┌──

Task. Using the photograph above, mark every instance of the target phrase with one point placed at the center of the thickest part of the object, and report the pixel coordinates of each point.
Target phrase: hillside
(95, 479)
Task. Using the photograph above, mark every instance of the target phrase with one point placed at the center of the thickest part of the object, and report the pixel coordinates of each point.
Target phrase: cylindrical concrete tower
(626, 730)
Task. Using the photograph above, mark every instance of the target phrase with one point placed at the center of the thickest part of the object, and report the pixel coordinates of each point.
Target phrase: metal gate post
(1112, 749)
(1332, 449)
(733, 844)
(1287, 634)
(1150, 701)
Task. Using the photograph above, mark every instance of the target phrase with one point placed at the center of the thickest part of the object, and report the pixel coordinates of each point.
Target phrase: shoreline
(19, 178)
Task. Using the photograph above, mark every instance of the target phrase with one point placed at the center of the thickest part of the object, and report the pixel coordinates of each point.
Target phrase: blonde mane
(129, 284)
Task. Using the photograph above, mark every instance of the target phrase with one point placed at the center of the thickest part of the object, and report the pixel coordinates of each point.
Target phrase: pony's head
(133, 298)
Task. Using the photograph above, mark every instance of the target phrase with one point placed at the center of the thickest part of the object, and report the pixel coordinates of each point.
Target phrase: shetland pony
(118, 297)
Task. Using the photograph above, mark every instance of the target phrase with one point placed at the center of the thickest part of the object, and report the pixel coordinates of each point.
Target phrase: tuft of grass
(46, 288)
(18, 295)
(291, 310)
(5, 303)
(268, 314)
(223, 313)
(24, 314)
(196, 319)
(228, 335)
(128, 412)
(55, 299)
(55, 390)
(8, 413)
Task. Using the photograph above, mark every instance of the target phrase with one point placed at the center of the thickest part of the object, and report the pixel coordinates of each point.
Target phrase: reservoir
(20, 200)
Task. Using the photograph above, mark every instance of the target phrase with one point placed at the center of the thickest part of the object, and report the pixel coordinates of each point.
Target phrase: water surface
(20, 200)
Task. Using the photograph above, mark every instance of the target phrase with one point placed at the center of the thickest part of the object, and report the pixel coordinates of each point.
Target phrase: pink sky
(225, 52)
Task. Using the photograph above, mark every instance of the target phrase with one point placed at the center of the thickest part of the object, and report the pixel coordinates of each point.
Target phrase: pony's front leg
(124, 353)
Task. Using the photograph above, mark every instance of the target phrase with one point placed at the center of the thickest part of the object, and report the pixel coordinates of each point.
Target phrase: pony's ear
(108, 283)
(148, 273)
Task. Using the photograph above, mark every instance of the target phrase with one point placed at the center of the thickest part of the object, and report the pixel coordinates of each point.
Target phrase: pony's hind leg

└──

YOUR GOAL:
Nothing in the records may change; output all of them exactly.

RESULT:
Task. Using the photograph above, mark every instance of the target phrase with one point placed at the center of the thickest part of the object, and report the pixel coordinates of each point.
Target phrase: hillside
(95, 479)
Task. Using the photograph above, mark every instance of the target phrase with one point placed at the center of the thickest part of the object, and report the pixel coordinates of each point.
Target phrase: cylindrical concrete tower
(626, 730)
Task. Using the photograph above, mark every instance of the target phrase with one point placed at the center of the thickest part of the object, and report the pixel coordinates of each point.
Target phrase: metal gate post
(1112, 749)
(1332, 449)
(733, 844)
(1287, 634)
(1150, 701)
Task. Using the photograph above, mark every instance of the target phrase with one point placed at the center of the thickest part of the object, and report the pixel coordinates of each point.
Target phrase: shoreline
(19, 178)
Task. Using the photograph above, mark every instance of the target phrase with one point placed at the center of the thickest part of the object, and report the pixel coordinates of each point.
Target phrase: blonde mane
(129, 284)
Task. Using the photograph above, mark every instance of the target phrase with one point placed at the center of the thickest part of the object, and report the pixel coordinates of each point.
Target phrase: pony's head
(133, 298)
Task. Using the photograph above, mark every instance of the target phrase with one point placed at the center of the thickest part of the object, and report the pixel coordinates of each point.
Target phrase: shetland pony
(118, 297)
Task. Using the photograph above, mark every instance of the target phrase with one point placed at the center of the thickest part of the object, and report the pixel coordinates of each point.
Target phrase: tuft of grass
(46, 288)
(18, 295)
(291, 310)
(5, 303)
(268, 314)
(223, 313)
(24, 314)
(196, 319)
(228, 335)
(128, 412)
(55, 299)
(55, 390)
(8, 413)
Task. Using the photograph above, mark every instance of the target phrase with one point placed at the center of the thickest part of the object, and report the pixel coordinates of each point.
Target phrase: reservoir
(20, 200)
Task. Using the photograph above, mark every instance of the target phrase with one point placed at the center of the thickest part of the object, and report the pixel coordinates of each point.
Target phrase: water surface
(20, 200)
Task. Using the photograph above, mark every instance of the target phrase with one point placed at the center of the thickest part of the object, and report the pixel coordinates of each point.
Target phrase: pink sky
(225, 52)
Task. Using the photograph above, mark every instance of the target phrase with one point placed at the center of the thickest part of the object, and report the pixel coordinates of each point.
Target phrase: pony's front leg
(124, 353)
Task. Using the photograph above, mark every instance of the target phrase with one point placed at the center of the thickest part of the object, and report the pixel coordinates of each point.
Target phrase: pony's ear
(108, 283)
(148, 273)
Task. Using the photograph above, mark every instance of the target phrase with one point placed at the center of the thickest part of the object, and report the pixel coordinates of each point.
Target phrase: pony's hind leg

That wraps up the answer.